▶ [What you will do]:
From the line that has "I would appreciate it if you could identify the mortarboard" down to the final line of the listing below, transcribe every line exactly, and only those.

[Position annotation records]
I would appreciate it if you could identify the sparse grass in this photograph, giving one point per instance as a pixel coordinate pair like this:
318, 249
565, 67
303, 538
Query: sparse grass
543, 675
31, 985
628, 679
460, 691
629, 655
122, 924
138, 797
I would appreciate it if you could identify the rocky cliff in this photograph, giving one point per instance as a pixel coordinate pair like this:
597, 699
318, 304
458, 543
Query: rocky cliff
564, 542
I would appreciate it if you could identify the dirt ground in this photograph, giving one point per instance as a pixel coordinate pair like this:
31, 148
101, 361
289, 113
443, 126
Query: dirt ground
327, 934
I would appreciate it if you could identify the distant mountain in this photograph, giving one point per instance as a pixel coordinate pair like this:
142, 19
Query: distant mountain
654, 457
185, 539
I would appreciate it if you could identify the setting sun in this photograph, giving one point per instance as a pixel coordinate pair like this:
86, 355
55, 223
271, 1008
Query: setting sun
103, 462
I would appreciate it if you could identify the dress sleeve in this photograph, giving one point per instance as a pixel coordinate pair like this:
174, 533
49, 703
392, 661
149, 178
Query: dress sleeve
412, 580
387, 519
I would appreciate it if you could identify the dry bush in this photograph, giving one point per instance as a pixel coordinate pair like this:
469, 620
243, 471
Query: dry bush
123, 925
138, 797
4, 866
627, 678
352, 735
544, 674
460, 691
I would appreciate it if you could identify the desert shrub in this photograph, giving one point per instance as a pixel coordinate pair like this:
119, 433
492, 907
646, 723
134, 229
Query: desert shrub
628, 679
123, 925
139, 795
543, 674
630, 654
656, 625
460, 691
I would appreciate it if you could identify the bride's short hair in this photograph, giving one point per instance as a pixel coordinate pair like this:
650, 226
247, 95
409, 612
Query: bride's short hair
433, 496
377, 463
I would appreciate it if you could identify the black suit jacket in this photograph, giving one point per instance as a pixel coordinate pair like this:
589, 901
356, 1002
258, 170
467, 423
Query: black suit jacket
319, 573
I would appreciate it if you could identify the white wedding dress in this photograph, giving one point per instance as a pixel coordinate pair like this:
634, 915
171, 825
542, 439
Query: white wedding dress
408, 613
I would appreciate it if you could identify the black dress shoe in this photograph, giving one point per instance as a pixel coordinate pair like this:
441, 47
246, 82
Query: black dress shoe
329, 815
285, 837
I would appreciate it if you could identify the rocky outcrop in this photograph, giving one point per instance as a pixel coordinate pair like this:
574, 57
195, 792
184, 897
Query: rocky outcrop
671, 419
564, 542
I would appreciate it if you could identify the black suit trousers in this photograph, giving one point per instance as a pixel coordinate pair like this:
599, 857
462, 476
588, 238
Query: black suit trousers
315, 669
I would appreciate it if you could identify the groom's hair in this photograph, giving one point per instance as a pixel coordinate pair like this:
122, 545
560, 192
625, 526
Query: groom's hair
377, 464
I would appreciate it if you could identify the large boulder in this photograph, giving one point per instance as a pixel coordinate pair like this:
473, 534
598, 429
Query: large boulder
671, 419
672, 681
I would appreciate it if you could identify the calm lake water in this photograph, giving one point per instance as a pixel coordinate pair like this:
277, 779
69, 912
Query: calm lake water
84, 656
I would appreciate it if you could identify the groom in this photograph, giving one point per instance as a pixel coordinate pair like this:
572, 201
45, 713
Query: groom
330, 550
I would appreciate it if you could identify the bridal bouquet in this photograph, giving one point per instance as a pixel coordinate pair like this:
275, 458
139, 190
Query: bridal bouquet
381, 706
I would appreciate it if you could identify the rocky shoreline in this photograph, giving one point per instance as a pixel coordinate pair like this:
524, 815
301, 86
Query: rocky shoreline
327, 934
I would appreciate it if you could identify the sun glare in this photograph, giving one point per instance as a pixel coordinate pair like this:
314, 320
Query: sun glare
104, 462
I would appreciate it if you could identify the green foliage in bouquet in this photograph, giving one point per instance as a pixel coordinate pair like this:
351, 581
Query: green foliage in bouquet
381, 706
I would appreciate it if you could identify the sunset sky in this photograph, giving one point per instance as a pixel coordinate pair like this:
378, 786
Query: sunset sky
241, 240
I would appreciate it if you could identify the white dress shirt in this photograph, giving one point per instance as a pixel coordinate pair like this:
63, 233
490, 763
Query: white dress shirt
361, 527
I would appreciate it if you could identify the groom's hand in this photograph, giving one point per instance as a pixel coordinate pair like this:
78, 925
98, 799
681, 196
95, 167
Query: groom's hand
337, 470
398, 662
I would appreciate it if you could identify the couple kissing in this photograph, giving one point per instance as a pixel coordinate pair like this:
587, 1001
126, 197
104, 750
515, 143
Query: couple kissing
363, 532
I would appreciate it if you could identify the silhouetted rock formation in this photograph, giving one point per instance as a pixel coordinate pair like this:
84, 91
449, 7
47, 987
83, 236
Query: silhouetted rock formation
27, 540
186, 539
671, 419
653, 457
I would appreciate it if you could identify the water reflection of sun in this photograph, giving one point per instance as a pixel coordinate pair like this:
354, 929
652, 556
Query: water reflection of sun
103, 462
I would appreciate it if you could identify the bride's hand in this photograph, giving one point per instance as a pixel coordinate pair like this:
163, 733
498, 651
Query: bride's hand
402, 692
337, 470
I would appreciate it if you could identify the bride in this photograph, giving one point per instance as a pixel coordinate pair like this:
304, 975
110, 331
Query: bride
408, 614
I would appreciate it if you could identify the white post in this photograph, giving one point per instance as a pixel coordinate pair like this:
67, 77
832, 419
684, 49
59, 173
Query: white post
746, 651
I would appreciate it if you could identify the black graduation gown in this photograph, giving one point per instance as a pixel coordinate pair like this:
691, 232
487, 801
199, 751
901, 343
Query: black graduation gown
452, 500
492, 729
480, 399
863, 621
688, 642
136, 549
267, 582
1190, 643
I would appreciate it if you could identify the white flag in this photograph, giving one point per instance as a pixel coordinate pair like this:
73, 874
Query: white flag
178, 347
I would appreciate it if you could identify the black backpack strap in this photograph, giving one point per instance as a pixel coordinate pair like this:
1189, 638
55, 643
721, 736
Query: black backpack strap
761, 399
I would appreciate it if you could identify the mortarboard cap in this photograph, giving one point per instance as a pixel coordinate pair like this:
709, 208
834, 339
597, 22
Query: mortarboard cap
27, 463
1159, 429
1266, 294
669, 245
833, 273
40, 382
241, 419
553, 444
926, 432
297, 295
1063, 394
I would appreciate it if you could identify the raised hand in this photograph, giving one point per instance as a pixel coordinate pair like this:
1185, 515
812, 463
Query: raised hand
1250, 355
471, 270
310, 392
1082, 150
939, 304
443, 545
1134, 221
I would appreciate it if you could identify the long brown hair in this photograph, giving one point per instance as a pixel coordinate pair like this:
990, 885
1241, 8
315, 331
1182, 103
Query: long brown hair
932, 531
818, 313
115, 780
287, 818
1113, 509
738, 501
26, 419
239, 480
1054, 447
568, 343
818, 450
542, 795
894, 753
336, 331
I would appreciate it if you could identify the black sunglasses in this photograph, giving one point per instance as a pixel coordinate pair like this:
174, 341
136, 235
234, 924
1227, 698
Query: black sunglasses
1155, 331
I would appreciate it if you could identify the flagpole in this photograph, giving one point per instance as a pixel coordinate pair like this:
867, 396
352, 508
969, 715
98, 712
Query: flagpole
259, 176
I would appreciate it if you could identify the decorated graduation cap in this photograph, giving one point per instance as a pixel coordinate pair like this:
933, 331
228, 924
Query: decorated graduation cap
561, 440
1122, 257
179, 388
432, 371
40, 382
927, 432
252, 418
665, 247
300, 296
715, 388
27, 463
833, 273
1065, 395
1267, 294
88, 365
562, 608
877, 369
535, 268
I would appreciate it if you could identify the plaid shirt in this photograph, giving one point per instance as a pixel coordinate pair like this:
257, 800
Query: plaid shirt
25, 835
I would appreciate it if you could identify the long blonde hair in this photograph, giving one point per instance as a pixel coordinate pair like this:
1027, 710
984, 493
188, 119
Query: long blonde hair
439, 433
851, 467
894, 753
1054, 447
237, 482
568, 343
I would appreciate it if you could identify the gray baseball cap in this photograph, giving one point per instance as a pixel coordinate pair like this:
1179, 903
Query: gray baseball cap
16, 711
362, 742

▶ [Complete answer]:
I would appreciate it if you could identify the mortarboard cap in this photograph, giving one point per instance as a pixel coordinate pair like this:
709, 208
834, 339
597, 22
Query: mortarboard cap
27, 463
1159, 429
1266, 294
669, 245
833, 273
40, 382
241, 419
553, 444
926, 432
297, 295
1063, 394
I would appreciate it if you could identify the raised hand in this photograph, giving one point per instance as a pixel coordinate pair like this:
1185, 515
812, 463
Query: raised hand
1250, 355
471, 270
310, 392
1082, 150
939, 304
443, 545
1134, 221
I would appreciate it if you could identify the long brown hair in this photograph, giving one point per instance as a pixel coordinate pair like this:
990, 885
1241, 8
315, 331
1182, 103
Query: long brown hair
932, 531
818, 313
115, 780
287, 818
1113, 509
738, 501
26, 419
239, 480
1054, 447
568, 343
818, 450
542, 795
894, 753
336, 331
I would appreciate it if you could identify the black sunglasses in this photograph, giving one point per instance as a pixel coordinate pair like this:
174, 341
136, 235
234, 924
1227, 698
Query: black sunglasses
1155, 331
I would appreciate it if you could identify the flagpole in this photograph, giving one point per instance as a pixel coordinate pair like this:
867, 396
352, 508
969, 715
98, 712
Query: flagpole
259, 176
I would appreciate it if you could identify the decorated graduation cap in this photograph, giving one point per instance as a pixel coordinate pair like this:
933, 331
228, 924
Query: decorated graduation cap
561, 440
1122, 257
179, 388
432, 371
40, 382
927, 432
252, 418
665, 247
300, 296
715, 388
27, 463
833, 273
1065, 395
1267, 294
88, 365
562, 608
877, 369
535, 268
I would appreciate it if you could identify the plaid shirt in this photograph, giving one point per instance as a pixel coordinate pair like this:
257, 800
Query: plaid shirt
25, 835
I would appreciate it if you could identify the long blonde hair in this photograph, giving one point per instance as a pixel coordinate pair like this:
1027, 710
984, 493
188, 119
Query: long blonde hair
439, 433
851, 467
894, 753
1054, 447
237, 482
568, 343
I would appreciate it if you could identify the gray baseball cap in this photograph, giving one point per instance as a pixel coordinate pair like this:
1179, 903
Query: gray baseball cap
16, 711
362, 742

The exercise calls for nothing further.